Exercise details: Return each line of the entries that holds the string "cardboard".

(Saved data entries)
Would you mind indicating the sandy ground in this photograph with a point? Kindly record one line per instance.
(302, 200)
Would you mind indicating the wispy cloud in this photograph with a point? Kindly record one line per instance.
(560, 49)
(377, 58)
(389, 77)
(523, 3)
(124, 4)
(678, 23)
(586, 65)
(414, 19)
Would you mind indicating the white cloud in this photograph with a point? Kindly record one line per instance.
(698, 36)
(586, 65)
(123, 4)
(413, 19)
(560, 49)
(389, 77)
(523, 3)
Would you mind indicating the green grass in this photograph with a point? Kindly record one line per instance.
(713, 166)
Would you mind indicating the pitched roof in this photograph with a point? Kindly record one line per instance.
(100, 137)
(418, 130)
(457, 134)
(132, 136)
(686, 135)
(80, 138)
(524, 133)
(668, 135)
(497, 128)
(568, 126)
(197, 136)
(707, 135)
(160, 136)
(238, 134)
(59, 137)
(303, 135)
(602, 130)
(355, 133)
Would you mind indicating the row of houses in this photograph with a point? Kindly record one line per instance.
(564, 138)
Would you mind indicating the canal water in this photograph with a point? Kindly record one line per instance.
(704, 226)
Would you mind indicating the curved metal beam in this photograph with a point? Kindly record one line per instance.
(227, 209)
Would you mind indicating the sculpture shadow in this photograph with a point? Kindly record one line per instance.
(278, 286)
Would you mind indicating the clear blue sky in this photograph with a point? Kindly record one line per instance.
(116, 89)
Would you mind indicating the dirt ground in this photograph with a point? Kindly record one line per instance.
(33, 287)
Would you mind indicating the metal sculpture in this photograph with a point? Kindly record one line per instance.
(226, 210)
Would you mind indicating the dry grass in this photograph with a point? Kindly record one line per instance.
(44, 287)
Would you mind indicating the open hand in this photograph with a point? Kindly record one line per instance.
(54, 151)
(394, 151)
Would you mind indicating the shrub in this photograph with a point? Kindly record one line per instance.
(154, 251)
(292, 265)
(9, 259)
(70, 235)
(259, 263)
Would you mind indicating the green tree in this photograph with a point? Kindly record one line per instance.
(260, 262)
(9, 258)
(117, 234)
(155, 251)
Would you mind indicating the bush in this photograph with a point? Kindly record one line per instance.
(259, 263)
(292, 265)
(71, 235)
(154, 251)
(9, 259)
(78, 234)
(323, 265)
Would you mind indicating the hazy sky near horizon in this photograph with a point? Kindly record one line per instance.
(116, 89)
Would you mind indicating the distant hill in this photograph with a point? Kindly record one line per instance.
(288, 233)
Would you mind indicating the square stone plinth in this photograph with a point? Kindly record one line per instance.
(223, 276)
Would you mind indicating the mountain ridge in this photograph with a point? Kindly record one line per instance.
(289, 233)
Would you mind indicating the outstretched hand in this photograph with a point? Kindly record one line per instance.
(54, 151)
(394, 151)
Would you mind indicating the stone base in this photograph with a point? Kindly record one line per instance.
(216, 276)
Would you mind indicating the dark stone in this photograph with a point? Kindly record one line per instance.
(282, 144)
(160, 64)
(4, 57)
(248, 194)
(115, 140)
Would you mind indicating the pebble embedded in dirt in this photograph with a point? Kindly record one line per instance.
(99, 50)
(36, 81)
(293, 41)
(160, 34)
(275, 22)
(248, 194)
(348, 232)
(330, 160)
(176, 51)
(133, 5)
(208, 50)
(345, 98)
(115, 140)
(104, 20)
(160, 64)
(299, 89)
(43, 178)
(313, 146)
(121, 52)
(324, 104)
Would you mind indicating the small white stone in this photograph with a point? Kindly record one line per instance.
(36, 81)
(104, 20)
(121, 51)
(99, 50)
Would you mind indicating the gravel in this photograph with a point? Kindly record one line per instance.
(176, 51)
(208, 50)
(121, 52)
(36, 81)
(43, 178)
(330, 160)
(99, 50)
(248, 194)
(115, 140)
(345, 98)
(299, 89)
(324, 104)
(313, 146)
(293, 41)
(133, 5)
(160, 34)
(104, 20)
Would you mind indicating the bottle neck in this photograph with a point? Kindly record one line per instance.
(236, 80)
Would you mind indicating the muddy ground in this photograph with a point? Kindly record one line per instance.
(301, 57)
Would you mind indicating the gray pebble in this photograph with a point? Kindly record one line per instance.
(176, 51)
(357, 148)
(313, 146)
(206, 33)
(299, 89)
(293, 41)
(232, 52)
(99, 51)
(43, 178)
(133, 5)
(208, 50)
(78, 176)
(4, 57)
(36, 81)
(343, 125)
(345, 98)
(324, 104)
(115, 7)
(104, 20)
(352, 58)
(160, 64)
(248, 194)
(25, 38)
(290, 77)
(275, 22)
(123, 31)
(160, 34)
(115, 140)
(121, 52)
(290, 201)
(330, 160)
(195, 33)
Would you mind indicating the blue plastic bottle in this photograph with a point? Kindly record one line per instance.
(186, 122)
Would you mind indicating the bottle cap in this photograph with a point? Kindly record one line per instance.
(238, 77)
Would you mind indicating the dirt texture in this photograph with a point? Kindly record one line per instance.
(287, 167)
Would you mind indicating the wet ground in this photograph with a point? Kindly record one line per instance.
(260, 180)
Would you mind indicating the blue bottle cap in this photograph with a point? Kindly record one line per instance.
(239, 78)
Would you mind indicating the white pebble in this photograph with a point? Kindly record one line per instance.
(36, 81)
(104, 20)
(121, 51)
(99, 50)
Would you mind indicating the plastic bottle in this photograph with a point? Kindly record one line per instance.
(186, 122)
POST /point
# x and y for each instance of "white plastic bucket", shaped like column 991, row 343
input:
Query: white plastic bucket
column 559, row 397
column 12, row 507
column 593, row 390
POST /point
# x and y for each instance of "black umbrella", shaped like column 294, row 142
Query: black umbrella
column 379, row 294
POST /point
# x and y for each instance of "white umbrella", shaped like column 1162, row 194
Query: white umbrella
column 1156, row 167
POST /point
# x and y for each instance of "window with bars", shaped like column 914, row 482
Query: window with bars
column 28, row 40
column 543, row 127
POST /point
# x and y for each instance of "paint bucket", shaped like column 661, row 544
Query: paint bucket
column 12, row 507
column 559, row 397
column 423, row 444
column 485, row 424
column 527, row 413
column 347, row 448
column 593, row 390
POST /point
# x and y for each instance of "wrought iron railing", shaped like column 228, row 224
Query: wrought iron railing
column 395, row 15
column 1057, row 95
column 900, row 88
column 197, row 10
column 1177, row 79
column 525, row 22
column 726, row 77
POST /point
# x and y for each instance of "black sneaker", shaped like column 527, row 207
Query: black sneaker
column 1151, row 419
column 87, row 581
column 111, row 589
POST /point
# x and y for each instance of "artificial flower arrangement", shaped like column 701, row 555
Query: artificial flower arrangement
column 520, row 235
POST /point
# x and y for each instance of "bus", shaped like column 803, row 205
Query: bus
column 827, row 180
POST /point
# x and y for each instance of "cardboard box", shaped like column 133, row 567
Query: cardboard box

Answer space:
# x and y for each instance of "cardboard box", shaped like column 133, row 567
Query: cardboard box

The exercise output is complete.